(Items from a data source)
***

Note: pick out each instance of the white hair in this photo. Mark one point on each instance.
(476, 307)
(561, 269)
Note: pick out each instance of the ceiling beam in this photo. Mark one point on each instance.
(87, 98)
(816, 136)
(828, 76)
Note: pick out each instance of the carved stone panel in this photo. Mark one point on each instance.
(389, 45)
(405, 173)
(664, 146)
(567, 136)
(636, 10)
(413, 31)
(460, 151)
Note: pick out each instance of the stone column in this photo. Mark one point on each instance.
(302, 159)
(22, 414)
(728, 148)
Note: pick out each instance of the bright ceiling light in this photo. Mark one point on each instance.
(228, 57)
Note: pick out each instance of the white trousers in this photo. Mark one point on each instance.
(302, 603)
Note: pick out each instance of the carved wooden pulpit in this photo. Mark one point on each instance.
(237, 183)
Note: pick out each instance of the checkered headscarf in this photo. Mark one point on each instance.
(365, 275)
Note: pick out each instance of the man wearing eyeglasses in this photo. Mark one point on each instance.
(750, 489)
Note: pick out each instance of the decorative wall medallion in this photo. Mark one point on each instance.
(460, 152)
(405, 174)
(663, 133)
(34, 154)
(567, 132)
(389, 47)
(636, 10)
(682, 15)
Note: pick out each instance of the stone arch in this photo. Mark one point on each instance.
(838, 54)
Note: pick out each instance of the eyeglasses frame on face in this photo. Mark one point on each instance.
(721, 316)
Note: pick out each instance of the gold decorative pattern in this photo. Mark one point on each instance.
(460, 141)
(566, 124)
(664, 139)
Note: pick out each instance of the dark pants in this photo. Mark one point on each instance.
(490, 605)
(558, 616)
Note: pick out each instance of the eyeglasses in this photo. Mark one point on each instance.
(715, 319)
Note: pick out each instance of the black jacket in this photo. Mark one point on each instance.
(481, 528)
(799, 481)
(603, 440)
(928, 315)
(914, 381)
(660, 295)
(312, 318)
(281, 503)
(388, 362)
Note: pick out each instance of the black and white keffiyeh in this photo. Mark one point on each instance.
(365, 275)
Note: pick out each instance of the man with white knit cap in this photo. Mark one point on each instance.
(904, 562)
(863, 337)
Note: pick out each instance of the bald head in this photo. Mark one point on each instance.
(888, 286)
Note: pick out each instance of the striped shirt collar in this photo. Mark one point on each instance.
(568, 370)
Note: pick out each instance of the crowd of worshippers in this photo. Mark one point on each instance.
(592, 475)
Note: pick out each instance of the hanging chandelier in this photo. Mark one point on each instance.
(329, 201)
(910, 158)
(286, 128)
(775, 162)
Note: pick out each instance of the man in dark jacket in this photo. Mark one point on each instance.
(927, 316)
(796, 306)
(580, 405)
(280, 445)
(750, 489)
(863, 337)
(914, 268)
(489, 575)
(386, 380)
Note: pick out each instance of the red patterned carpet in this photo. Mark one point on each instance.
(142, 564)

***

> _Exercise_
Set down the entries verbatim, leaving none out.

> _Expected answer_
Note: pick out each instance of the white hair in this photo. Mark one point on each instance.
(476, 307)
(561, 269)
Note: pick out each instance of the ceiling beam in this photo. Mark one point on each instance.
(87, 98)
(816, 136)
(828, 76)
Note: pick out each instance of the carved stone panel in this photo. Mark one point on each instance.
(389, 45)
(405, 173)
(664, 146)
(567, 136)
(636, 10)
(413, 31)
(460, 151)
Note: pick out each instance of the stone column in this photo. Mark one point on each instance.
(302, 159)
(22, 414)
(728, 148)
Note: pick out each instance of the bright ceiling light in this photo. Mark one point on each instance.
(228, 57)
Note: pick out each instance of the white trousers in this photo. Mark one point on each instance.
(302, 603)
Note: pick out each instance of the carved wooden pulpit in this photo. Mark one point on each instance.
(237, 183)
Note: pick out each instance of the checkered headscarf in this photo. Mark one point on each instance.
(365, 275)
Note: pick out each instance of the man wearing eyeglasses in this photo. Mark one point on each instance.
(750, 489)
Note: pick out each instance of the decorative wall medallion in this photo. Mark one point on each instance.
(460, 152)
(405, 174)
(663, 133)
(34, 154)
(567, 132)
(389, 47)
(636, 10)
(682, 15)
Note: pick out each instance of the stone arch in this photo. Mark one point on each instance.
(838, 54)
Note: pick out each instance of the eyeglasses frame on face in this photo. Mark one point on each instance.
(721, 316)
Note: pick out each instance of the gold decorative pattern in this photo. Mark one point on each instance.
(460, 141)
(566, 124)
(664, 139)
Note: pick out each instance of the dark pants in this photo. Mark one point on each instance.
(490, 605)
(558, 616)
Note: pick out each instance of the eyeglasses in this photo. Mark one point on each instance.
(715, 319)
Note: pick out each instance of the black jacket in this photo. Mark one point on each instance.
(481, 528)
(799, 481)
(603, 440)
(928, 315)
(914, 381)
(660, 295)
(312, 318)
(281, 503)
(388, 362)
Note: pick out each instance of the black and white keffiyeh in this photo. Mark one point on each instance.
(365, 275)
Note: pick out each instance of the man with white knit cap in this photo. Mark one point on each instance.
(904, 562)
(863, 337)
Note: pick out each instance of the bald head in this photo. Mark one point on each instance.
(888, 286)
Note: pick out each instance of the striped shirt collar in this photo. Mark one point on each instance.
(568, 370)
Note: pick out each instance of the crowd of worshippers in this photo. Mark one point on each instance.
(592, 475)
Note: pick out each instance of the hanging chandelier in this photo. Mark one point on each instance.
(329, 201)
(910, 158)
(286, 128)
(775, 162)
Note: pick out each instance of the man in dark jacket in this photo. Mark one point on each instance.
(927, 316)
(796, 306)
(580, 405)
(280, 445)
(750, 489)
(863, 337)
(914, 268)
(489, 575)
(386, 380)
Note: pick out each instance of the red patterned carpet in this photo. Mark one point on each instance.
(142, 564)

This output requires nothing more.